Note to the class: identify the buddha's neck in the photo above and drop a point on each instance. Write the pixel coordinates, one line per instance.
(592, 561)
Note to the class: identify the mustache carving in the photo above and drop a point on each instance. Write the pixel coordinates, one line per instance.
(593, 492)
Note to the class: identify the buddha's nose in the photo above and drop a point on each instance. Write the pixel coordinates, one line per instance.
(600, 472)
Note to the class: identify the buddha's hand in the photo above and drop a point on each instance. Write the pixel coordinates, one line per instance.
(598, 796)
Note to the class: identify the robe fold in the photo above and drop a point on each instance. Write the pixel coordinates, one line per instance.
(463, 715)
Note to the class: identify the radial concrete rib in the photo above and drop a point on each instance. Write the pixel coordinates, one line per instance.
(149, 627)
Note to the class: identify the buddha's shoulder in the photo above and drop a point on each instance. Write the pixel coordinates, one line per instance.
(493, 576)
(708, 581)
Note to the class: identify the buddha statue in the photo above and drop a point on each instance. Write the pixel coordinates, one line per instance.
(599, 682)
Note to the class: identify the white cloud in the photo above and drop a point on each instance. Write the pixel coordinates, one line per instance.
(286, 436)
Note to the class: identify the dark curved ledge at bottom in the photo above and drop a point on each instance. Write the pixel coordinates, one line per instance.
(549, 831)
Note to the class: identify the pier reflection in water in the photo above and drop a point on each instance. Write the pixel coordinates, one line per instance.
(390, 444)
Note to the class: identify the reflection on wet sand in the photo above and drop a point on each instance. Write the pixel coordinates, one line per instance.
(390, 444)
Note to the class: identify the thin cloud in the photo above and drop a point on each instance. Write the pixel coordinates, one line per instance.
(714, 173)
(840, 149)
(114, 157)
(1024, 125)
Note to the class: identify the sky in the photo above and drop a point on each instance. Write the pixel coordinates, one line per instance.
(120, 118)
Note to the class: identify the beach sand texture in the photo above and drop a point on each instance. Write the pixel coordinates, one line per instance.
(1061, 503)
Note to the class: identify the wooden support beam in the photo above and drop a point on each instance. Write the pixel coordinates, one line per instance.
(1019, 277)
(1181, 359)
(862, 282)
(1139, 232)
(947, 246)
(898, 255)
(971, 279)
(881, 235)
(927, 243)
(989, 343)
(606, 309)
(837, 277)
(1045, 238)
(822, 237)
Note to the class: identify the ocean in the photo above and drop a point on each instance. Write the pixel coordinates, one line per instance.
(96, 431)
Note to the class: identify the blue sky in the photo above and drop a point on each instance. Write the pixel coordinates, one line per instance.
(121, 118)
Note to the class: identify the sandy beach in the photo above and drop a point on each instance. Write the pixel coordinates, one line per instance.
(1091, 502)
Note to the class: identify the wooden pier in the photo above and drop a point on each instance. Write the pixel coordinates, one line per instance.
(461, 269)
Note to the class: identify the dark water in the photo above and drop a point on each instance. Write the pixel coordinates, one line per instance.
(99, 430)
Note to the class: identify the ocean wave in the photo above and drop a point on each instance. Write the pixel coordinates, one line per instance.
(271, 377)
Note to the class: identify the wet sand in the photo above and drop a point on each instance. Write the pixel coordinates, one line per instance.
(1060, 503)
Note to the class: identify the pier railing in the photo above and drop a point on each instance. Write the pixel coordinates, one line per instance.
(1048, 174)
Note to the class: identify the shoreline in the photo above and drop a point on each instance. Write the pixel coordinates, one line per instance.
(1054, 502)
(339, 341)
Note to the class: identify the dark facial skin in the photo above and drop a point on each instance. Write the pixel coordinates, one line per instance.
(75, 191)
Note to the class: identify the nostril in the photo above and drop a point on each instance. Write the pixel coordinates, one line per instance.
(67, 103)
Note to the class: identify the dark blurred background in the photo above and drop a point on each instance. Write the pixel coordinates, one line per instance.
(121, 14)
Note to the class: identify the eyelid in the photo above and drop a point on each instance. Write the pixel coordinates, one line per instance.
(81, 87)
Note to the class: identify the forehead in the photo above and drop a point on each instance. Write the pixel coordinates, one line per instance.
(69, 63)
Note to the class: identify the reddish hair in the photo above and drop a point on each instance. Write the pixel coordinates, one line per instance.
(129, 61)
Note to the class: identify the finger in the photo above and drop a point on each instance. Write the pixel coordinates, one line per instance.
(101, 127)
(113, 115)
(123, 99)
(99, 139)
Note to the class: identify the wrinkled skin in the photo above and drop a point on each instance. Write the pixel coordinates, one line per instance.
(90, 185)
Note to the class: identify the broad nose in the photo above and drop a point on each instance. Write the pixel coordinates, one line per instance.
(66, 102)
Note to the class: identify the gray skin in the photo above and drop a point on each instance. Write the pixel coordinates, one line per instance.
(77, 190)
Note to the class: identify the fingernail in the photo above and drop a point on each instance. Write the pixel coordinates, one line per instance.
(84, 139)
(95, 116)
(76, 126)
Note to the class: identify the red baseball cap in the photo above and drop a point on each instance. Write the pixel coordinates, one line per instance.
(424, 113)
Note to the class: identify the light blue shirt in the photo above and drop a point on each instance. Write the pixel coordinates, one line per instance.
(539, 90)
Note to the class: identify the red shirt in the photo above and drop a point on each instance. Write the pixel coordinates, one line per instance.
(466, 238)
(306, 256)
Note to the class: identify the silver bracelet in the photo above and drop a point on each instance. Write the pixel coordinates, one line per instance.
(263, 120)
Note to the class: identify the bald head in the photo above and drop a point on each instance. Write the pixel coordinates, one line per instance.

■ **Activity**
Copy each line of the entries exactly.

■ **Solution below**
Note to the class: identify the buddha's neck in the photo above and drop a point on each instance. Write the pixel coordinates, one line per instance.
(592, 561)
Note to the class: identify the mustache carving in the photo above and drop a point on each instance. Write the pixel coordinates, one line per instance.
(593, 492)
Note to the class: identify the buddha's nose in the photo above and drop a point on each instance. Write the pixel coordinates, one line per instance.
(600, 472)
Note to the class: identify the buddha's hand in the photo above and drop a point on each instance. Write the pixel coordinates, one line per instance.
(598, 796)
Note to the class: identify the robe fold in the photo above and drop a point on each instance. Write the pixel coordinates, one line per instance.
(463, 715)
Note to the class: identify the radial concrete rib in the photo above and drop a point on each instance. Write the pixel coordinates, one line per instance.
(149, 627)
Note to the class: identify the buddha's shoulder in the photo above and drop a point on each instance. Write the pixel coordinates, one line per instance.
(493, 576)
(708, 581)
Note to the class: identify the buddha statue in the photo above and drop a point on each instance. Write the pixel coordinates, one line per instance.
(599, 682)
Note to the class: identify the white cloud in the photo above and drop a point on each instance. Write the pixel coordinates, one line per instance.
(286, 436)
Note to the class: identify the dark curved ledge at bottom in the photo above and drop a point on each instance. Write the pixel coordinates, one line per instance.
(549, 831)
Note to the class: identify the pier reflection in water in the photo above and drop a point on each instance. Write the pixel coordinates, one line per instance.
(390, 444)
Note to the class: identify the reflection on wet sand in the photo above and drop a point on each instance. Write the pixel coordinates, one line per instance.
(390, 444)
Note to the class: identify the thin cloud in the photo above and drop a point on each instance. Write the pixel coordinates, one line per instance.
(714, 173)
(840, 149)
(114, 157)
(1024, 125)
Note to the class: identify the sky in the photo above and drop a point on each instance. Write the pixel coordinates, one line per instance.
(120, 118)
Note to the class: identify the beach sand texture in the photo above and drop a point on each instance. Write the pixel coordinates, one line per instance.
(1061, 503)
Note to the class: identify the wooden support beam in the photo above and drop a point on each instance. Write the pixel coordinates, one line per instance.
(1019, 277)
(1181, 359)
(862, 282)
(1139, 232)
(947, 246)
(898, 255)
(971, 279)
(881, 235)
(927, 243)
(989, 343)
(606, 309)
(837, 277)
(1045, 238)
(822, 237)
Note to the class: identify the ocean in the photo above and drop a point on each instance. Write the pixel coordinates, one line per instance.
(96, 431)
Note to the class: identify the blue sky in the photo above and drop a point on each instance. Write the pixel coordinates, one line per instance.
(121, 118)
Note to the class: identify the sandy beach in the photo above and drop a point on each instance. Write the pixel coordinates, one line per instance.
(1091, 502)
Note to the class: identify the wooden pier in the photo above and drop a point on each instance. Write the pixel coordinates, one line per instance.
(461, 269)
Note to the class: identify the dark water in the photo above and drop a point on each instance. Write the pixel coordinates, one line per instance.
(99, 430)
Note to the class: identify the ocean wave in the photo above and drop a point on each instance. Write the pixel coordinates, one line per instance.
(271, 377)
Note to the class: identify the wet sand in the photo above and drop a point on each instance. Write the pixel coordinates, one line per instance.
(1060, 503)
Note to the class: identify the pier railing in the photo above and drop a point on each instance. Write the pixel coordinates, one line per instance.
(1048, 174)
Note to the class: identify the shoreline in the photo above and drop a point on each instance. Write the pixel coordinates, one line per instance.
(1054, 502)
(339, 341)
Note to the class: identify the dark facial skin in the photo above and drop a point on each instance. Write the pixel coordinates, one line per instance.
(75, 191)
Note to the class: identify the nostril in the photo above and drop a point on each instance. Write the pixel coordinates, one line per instance.
(67, 103)
Note to the class: identify the dark blurred background in the photo above and drop a point on each instance. Write the pixel coordinates, one line per instance.
(121, 14)
Note to the class: identify the eyelid in the photo above and drop a point on each instance. Write the pixel coordinates, one line per instance.
(81, 87)
Note to the class: identify the forehead in the photo above and drop a point on each instance. Write the pixel coordinates, one line per instance.
(69, 63)
Note to the class: identify the reddish hair in the photo above and drop a point on each instance. Write the pixel coordinates, one line per instance.
(129, 61)
Note to the class: identify the finger in the photo above and drop a point on each instance. Write the pixel coordinates, one line per instance.
(101, 127)
(113, 115)
(123, 99)
(99, 139)
Note to the class: identify the wrinkled skin in the photo above and drop a point on each instance. Write the pixel coordinates, one line per instance.
(90, 185)
Note to the class: identify the broad nose in the photo above and drop a point on each instance. Write the pixel coordinates, one line per instance.
(66, 102)
Note to the class: identify the gray skin in the photo above and drop a point on each instance. Write the pixel coordinates, one line per instance.
(77, 190)
Note to the class: identify the fingernail in the photo above and drop a point on each instance. Write the pixel coordinates, one line per instance.
(84, 139)
(95, 116)
(76, 126)
Note to the class: identify the red baseball cap in the photo above and drop a point on each instance. Write the pixel coordinates, one line per instance.
(424, 113)
Note to the class: identify the light blue shirt in the photo above and drop a point on each instance. Write the pixel coordinates, one line per instance.
(539, 90)
Note to the class: identify the red shirt in the photo above and drop a point on each instance. Write the pixel coordinates, one line per instance.
(466, 238)
(306, 256)
Note to the class: identify the silver bracelet in the photo above and drop a point on each instance. Write the pixel coordinates, one line per instance.
(263, 120)
Note to the class: identify the bald head in the photo above and drop a point on each instance. Write the pixel coordinates, one line per instance.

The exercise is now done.